→ Task details:
Copy all of the material below, line for line.
□ □ □
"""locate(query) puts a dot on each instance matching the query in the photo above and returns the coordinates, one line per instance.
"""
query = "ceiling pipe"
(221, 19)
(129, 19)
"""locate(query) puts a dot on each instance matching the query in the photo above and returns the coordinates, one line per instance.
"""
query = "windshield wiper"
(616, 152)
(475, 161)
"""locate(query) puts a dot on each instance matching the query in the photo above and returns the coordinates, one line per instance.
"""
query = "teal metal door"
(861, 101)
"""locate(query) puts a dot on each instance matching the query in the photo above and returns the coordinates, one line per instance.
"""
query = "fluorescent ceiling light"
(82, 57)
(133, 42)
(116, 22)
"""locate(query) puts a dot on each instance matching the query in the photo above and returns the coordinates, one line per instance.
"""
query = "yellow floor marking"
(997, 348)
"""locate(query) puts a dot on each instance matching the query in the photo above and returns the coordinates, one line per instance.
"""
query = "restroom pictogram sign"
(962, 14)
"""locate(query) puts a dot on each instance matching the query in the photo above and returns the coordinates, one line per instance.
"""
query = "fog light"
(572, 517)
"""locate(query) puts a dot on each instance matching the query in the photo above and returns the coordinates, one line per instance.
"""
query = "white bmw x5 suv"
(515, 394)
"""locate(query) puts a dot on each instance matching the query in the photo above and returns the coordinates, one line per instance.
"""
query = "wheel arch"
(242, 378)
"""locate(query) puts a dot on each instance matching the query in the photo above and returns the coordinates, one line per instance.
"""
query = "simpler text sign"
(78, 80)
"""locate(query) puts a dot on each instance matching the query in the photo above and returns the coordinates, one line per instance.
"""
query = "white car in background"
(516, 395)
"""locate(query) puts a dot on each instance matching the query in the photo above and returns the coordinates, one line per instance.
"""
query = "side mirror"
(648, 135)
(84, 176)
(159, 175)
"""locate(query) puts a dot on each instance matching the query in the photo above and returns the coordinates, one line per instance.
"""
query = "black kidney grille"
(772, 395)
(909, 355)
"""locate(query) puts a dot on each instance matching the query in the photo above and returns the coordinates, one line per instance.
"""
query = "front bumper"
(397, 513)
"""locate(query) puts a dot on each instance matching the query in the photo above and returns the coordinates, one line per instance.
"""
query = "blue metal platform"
□ □ □
→ Response to the exercise:
"""locate(query) puts a dot on each instance matching the query in the photo above and returns the coordinates, one line per instance.
"""
query = "ceiling pipe"
(221, 19)
(129, 19)
"""locate(query) puts a dot on each instance matching the query in the photo above and returns the coordinates, one line per instance.
"""
query = "windshield wiper"
(616, 152)
(475, 161)
"""locate(query) puts a dot on each instance matching the query in the photo above and returns the coordinates, one line per instance.
"""
query = "teal metal door"
(861, 101)
"""locate(query) puts a dot on each instance matching the query in the photo above and returns the coordinates, one line per instance.
"""
query = "fluorescent ceiling light"
(82, 57)
(133, 42)
(116, 22)
"""locate(query) puts a dot on each instance matching the query in the photo above and returns the coordinates, one line per instance.
"""
query = "yellow floor marking"
(997, 348)
"""locate(query) puts a dot on each instance matching the query in the photo above and returns the coordinates, one line per instance.
"""
query = "restroom pictogram sign"
(962, 14)
"""locate(query) puts a dot on each instance matching the query in the photo above and returns the coordinates, one line per instance.
"""
query = "fog light"
(572, 517)
"""locate(query) puts a dot on each instance matching the query in the photo above and returns the coordinates, one line per instance.
"""
query = "white bmw x5 suv"
(515, 394)
"""locate(query) puts a dot on each instance matching the query in the photo above and returns the coordinates, one line per instance.
"""
query = "wheel arch"
(242, 378)
"""locate(query) puts a dot on each instance matching the query in the photo above and returns the coordinates, one line per instance.
"""
query = "simpler text sign"
(78, 80)
"""locate(query) puts a dot on each instance matching the query in the photo above and returns the coordinates, one line per instance.
"""
query = "white car in background"
(516, 395)
"""locate(query) puts a dot on each instance matching the query in the photo above and returns the coordinates, one line per instance.
"""
query = "side mirror"
(648, 135)
(84, 176)
(159, 175)
"""locate(query) puts a dot on each instance matching the query in the photo above and returns the coordinates, one line per instance.
"""
query = "black kidney grille"
(772, 395)
(909, 355)
"""locate(query) puts a dot on each instance matching the query in the photo above and returns the coordinates, one line per instance.
"""
query = "front bumper"
(397, 513)
"""locate(query) puts a dot on each instance matching the query in the photo above and returns the coordinates, one line per instance.
"""
query = "blue metal platform"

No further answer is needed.